*SET PROBLEM*
Arrange the lines of the listing below, from the line containing "Can you find the stadium" up to and including the line containing "[[262, 374]]", as a Markdown table with the columns Row and Line text, leaving out any blank lines.

*SOURCE DATA*
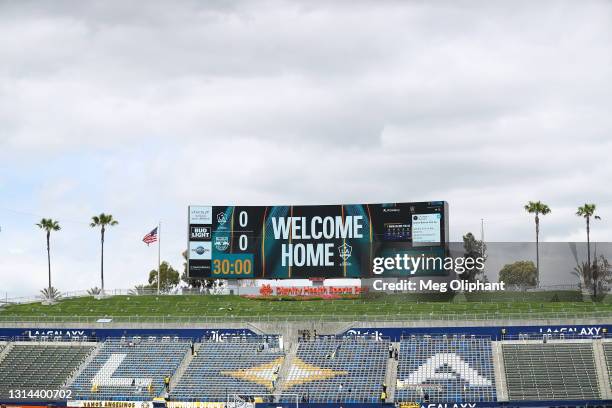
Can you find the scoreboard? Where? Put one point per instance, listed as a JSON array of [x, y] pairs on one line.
[[300, 242]]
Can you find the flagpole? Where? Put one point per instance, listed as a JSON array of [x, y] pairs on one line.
[[158, 256]]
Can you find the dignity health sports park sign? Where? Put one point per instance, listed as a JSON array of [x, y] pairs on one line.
[[326, 241]]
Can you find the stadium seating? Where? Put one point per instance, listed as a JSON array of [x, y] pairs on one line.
[[130, 369], [38, 366], [334, 369], [242, 365], [454, 368], [550, 371], [607, 347]]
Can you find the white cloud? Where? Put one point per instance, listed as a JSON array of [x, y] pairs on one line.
[[141, 110]]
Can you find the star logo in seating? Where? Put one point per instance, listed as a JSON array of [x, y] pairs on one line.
[[262, 374]]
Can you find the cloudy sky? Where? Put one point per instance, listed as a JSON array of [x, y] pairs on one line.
[[139, 109]]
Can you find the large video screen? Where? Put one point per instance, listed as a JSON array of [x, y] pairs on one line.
[[315, 241]]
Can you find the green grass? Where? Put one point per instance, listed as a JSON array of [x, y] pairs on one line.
[[227, 308]]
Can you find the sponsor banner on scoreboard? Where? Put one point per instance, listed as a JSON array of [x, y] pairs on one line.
[[199, 404], [327, 241], [109, 404]]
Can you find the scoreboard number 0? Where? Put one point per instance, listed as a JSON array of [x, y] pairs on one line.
[[243, 220]]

*TASK OUTPUT*
| Row | Line text |
|---|---|
| 1 | Can you find the stadium seating? Where? Put one point per instance, listed as a JSON array of [x, y] pairs on one line. |
| 2 | [[130, 369], [38, 366], [334, 369], [242, 365], [454, 368], [550, 371], [607, 347]] |
| 3 | Can you find the white cloud? Where? Put one point per instance, listed as a JSON array of [x, y] pairs on one line. |
| 4 | [[141, 110]] |
| 5 | Can you find the star logo in seating? Where? Put one point per instance, listed as a JSON array of [x, y] pairs on one line. |
| 6 | [[262, 374]] |